= INSTRUCTION =
Update the lines starting at the one that contains "of the groom's" and ending at the one that contains "Target: glass pane" by changing every "instance" to "occurrence". Return only those lines, with nothing else altered.

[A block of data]
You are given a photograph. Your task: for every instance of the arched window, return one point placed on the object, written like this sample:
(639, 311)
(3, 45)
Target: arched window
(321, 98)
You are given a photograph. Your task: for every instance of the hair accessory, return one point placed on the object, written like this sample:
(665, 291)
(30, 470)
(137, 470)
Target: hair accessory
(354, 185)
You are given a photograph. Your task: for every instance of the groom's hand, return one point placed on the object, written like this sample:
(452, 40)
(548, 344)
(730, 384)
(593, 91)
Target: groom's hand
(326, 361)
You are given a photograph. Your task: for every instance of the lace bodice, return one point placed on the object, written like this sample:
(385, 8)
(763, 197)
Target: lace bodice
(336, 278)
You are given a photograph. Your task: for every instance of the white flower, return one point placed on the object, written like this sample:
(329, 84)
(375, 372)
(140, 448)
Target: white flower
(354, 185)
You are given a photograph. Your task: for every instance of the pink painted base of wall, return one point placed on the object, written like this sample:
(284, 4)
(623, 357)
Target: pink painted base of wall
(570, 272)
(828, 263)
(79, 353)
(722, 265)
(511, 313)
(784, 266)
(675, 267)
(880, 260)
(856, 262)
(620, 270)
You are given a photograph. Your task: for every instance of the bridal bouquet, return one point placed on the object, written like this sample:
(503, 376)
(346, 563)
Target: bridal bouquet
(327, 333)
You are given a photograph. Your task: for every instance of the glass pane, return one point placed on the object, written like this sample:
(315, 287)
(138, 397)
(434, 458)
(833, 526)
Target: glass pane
==
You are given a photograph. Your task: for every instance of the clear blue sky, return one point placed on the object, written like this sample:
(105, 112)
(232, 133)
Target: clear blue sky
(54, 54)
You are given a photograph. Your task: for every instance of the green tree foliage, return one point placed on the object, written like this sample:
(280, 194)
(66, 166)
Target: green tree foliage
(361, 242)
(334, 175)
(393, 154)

= EXERCISE RESPONSE =
You are given a photograph. Your task: for every occurrence of the groom's hand, return one point placed on the object, written like this sample:
(452, 40)
(548, 344)
(730, 384)
(593, 91)
Target: groom's hand
(326, 361)
You are given a photograph. Your task: for every occurrence of the lace bodice, return one point placed on the object, written like this sample:
(385, 8)
(763, 197)
Target: lace bodice
(336, 278)
You are given a photograph. Your task: for every occurrence of the white flower, return one point placed on the object, written like this sample:
(329, 84)
(375, 372)
(140, 448)
Target: white flower
(354, 185)
You are given a photograph. Your task: for every occurrence of the pink painted base of wall, return one point placed on the object, written like this sample:
(284, 4)
(623, 357)
Target: pink painted base of wall
(570, 272)
(828, 263)
(79, 353)
(722, 265)
(511, 313)
(784, 266)
(675, 267)
(880, 260)
(856, 262)
(620, 270)
You are given a photograph. Your task: for every occurrence of the bridal bouquet, return one point placed on the object, written like this sample:
(503, 376)
(346, 563)
Target: bridal bouquet
(327, 333)
You are given a photograph. Your task: for every occurrence of the glass pane, return one point placed on the object, written like this sample:
(315, 287)
(138, 397)
(434, 458)
(833, 526)
Target: glass pane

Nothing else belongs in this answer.